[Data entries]
════
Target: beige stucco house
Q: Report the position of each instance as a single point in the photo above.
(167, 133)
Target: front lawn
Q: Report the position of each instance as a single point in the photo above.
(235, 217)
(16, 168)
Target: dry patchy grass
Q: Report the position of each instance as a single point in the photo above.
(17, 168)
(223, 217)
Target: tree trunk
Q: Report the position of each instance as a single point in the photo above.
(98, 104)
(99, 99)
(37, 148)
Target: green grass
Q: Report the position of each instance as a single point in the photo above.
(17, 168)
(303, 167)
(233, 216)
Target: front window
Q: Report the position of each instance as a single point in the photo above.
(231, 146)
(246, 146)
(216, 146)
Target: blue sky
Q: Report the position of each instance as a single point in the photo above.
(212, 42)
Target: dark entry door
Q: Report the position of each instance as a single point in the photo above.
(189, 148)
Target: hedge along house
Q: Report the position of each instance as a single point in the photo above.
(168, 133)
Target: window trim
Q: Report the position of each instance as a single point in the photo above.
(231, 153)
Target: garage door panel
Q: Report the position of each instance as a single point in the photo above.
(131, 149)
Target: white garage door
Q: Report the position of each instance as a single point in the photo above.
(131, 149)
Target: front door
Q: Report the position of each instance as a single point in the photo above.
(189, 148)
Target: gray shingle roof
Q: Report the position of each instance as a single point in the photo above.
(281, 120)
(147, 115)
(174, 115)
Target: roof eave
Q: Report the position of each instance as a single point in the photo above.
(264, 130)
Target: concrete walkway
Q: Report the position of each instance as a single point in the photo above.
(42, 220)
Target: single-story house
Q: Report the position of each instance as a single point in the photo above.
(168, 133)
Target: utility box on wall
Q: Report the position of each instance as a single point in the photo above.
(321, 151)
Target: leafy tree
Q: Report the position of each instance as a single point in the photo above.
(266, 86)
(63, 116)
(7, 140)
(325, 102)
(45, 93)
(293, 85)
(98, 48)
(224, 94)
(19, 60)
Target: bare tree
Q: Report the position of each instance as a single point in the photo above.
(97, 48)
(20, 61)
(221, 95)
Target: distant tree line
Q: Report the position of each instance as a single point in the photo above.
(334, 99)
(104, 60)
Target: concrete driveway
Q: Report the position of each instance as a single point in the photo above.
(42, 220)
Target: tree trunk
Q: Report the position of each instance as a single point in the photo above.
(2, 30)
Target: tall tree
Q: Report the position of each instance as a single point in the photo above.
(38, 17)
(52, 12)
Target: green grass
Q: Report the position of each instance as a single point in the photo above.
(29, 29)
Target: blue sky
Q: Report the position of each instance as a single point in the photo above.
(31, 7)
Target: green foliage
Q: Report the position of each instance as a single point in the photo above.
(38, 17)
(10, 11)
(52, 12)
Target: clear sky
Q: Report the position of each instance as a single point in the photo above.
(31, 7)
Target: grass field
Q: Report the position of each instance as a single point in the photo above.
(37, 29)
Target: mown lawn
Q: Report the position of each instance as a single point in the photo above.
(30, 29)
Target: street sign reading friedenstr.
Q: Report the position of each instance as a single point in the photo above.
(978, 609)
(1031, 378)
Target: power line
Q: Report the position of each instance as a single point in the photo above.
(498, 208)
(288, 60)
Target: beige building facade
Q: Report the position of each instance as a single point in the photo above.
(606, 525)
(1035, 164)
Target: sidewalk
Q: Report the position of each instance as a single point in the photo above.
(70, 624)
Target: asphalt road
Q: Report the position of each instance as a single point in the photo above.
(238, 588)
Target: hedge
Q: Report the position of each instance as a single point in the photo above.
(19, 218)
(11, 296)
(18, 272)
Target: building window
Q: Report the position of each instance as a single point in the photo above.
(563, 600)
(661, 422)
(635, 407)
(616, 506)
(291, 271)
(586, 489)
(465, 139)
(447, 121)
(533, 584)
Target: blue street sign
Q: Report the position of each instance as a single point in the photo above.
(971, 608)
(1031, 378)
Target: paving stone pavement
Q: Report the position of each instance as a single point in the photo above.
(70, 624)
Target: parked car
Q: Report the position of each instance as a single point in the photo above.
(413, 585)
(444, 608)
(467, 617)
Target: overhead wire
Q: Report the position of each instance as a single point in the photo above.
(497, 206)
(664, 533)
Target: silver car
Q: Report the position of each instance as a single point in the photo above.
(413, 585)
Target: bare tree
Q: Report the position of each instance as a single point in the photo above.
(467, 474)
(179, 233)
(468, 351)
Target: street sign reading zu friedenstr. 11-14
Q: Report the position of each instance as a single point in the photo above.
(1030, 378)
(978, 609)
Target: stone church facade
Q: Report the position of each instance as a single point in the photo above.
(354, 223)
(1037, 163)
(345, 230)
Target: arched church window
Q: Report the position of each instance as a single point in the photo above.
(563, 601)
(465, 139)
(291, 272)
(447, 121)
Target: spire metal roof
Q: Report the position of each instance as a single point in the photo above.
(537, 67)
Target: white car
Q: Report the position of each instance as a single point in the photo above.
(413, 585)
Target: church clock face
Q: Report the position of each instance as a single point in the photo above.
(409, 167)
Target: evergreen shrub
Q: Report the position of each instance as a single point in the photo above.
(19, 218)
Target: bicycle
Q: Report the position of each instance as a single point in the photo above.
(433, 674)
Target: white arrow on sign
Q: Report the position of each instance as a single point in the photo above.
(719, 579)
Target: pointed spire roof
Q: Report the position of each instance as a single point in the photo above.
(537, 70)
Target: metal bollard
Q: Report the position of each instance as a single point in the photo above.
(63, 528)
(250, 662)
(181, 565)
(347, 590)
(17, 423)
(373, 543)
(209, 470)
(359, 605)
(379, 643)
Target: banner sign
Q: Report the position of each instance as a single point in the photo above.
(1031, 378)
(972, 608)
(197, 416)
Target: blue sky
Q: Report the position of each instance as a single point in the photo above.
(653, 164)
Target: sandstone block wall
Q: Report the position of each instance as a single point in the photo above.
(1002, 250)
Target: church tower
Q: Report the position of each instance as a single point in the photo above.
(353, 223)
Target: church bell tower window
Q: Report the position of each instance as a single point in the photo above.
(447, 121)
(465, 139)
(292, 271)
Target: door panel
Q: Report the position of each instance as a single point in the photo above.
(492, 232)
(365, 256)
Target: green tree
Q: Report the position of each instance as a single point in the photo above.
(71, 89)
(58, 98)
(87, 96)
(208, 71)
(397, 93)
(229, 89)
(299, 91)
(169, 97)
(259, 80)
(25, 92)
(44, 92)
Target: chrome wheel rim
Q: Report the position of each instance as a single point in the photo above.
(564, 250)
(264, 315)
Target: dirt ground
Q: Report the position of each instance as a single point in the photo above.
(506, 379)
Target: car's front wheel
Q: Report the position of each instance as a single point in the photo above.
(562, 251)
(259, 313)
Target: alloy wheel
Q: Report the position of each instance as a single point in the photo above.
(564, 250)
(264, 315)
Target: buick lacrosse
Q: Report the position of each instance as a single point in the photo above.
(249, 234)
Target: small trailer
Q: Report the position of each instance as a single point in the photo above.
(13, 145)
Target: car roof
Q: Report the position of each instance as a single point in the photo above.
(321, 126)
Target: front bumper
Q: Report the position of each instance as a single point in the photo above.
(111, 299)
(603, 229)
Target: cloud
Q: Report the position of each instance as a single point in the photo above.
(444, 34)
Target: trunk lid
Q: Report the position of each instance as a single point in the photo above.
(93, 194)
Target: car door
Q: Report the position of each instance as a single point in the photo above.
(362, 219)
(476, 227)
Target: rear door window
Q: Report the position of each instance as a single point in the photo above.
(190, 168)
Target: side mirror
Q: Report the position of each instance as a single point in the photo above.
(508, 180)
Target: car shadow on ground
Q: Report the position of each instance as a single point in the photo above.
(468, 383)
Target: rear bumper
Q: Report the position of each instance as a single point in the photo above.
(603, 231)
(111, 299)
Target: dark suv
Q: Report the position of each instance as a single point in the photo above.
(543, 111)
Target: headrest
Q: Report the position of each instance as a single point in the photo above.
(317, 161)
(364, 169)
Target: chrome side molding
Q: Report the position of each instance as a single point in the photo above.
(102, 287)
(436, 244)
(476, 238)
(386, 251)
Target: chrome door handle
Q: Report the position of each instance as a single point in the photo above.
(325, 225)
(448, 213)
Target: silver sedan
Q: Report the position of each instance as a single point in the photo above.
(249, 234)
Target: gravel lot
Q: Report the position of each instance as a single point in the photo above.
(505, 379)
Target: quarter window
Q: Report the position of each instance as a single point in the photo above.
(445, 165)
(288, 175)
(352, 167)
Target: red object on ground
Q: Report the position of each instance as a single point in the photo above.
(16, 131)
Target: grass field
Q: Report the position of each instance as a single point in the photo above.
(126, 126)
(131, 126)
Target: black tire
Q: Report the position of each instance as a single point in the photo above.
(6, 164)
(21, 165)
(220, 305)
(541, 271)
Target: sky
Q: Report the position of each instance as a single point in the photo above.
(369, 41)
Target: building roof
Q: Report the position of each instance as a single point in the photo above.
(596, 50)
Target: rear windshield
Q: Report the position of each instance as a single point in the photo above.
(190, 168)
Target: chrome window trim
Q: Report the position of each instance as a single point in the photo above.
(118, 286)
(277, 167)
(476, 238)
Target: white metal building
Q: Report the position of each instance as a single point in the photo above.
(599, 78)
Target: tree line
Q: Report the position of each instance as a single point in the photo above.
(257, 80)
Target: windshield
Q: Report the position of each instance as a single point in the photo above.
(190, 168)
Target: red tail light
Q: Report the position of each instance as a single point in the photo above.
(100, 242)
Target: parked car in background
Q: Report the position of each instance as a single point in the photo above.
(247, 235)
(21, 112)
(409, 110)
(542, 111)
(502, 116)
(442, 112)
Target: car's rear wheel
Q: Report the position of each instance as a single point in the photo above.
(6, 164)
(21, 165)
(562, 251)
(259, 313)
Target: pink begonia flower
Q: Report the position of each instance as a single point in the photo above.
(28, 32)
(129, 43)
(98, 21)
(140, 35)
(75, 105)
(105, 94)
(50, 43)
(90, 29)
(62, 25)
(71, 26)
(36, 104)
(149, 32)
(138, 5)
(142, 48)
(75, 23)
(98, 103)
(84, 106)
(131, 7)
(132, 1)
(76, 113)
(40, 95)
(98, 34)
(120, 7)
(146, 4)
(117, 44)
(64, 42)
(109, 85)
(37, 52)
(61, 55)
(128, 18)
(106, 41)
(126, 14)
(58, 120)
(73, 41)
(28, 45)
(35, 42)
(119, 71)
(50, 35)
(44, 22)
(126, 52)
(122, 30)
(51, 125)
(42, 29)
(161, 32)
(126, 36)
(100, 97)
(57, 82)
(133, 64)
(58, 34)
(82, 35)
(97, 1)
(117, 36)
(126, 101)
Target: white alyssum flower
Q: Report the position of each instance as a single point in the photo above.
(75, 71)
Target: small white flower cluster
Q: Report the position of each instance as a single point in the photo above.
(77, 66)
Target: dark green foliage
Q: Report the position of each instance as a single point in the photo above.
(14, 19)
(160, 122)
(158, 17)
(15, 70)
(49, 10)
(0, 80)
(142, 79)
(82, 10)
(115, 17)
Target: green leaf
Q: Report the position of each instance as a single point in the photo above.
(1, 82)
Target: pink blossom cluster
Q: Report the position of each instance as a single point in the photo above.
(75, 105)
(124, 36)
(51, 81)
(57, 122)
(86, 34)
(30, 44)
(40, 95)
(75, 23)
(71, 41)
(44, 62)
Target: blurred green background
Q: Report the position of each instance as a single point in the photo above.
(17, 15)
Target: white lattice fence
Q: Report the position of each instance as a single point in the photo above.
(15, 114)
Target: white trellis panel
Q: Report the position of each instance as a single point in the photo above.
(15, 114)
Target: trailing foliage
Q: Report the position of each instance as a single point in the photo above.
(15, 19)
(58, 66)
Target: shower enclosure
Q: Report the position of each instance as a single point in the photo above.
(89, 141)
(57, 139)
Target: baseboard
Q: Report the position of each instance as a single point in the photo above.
════
* **Task requirements**:
Every line containing the string "metal" is required; copy each such line from the data.

* **Task output**:
Target: spire metal roof
Target: metal bollard
Target: white metal building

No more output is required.